_To do_:
Print the lines of the data below word for word, starting at the line that contains "Note: mark the bird's beak" and ending with the data's final line.

Excerpts of pointing data

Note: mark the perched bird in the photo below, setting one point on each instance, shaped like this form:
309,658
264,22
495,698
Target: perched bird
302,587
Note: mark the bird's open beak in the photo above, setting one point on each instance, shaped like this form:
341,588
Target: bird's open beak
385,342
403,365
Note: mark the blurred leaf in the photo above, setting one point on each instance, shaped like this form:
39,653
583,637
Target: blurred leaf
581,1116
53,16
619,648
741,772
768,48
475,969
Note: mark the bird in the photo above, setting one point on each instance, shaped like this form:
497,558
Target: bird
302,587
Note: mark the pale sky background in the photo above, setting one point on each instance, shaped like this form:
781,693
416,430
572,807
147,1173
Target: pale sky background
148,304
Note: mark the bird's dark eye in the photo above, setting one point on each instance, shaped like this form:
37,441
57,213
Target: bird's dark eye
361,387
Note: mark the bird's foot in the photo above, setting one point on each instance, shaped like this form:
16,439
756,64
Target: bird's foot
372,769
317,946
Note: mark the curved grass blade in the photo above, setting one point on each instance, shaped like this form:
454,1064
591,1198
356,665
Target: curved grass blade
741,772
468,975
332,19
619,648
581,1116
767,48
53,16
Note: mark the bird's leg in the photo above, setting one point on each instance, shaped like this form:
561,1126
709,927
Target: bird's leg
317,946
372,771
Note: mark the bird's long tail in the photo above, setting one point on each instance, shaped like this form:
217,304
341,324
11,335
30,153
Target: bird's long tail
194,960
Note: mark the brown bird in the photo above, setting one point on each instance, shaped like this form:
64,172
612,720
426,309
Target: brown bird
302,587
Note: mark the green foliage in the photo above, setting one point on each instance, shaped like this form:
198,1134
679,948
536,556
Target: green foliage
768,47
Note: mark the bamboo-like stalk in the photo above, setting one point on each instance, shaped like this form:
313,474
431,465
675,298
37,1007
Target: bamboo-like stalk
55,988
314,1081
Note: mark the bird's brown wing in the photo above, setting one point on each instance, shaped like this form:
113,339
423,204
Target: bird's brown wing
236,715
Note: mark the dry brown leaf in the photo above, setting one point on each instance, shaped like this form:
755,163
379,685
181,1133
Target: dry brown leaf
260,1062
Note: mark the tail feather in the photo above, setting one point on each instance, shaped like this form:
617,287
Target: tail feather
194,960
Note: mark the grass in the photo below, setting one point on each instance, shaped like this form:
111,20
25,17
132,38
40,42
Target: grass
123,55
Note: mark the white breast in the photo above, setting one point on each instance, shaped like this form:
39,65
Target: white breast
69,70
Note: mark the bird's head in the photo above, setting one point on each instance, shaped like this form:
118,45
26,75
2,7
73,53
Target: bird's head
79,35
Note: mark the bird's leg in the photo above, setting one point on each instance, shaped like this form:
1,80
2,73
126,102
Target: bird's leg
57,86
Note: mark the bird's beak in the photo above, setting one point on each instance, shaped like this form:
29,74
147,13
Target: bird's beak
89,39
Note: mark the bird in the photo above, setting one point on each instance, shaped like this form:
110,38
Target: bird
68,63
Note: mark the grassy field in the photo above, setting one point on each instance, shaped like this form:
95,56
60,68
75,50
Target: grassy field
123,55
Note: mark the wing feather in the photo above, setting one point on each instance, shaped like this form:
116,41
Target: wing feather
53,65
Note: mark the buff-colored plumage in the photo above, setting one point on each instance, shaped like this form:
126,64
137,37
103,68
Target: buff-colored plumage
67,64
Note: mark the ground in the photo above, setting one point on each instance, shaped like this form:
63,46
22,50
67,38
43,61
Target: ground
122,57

_Answer to this exercise_:
Note: mark the bird's beak in the photo above, setting one point on each instance, shaped like this form:
29,74
147,13
Target: bird's beak
89,39
Note: mark the bird in the photo above, setting one point on each instance, shaped like this form:
110,38
Target: bird
68,63
Note: mark the grassy field in the photo above, setting one point on each instance, shaped like this form:
95,56
60,68
75,50
Target: grassy field
123,55
Note: mark the wing feather in the photo above, setting one point on each instance, shaped like this form:
116,41
Target: wing feather
53,65
Note: mark the buff-colored plumage in the photo above, setting one point on each instance, shaped like this form:
126,64
137,37
103,68
Target: buff-colored plumage
67,64
Note: mark the ground in the photo above, setting one point on each instance, shaped like this form:
63,46
22,50
67,38
43,61
Target: ground
122,57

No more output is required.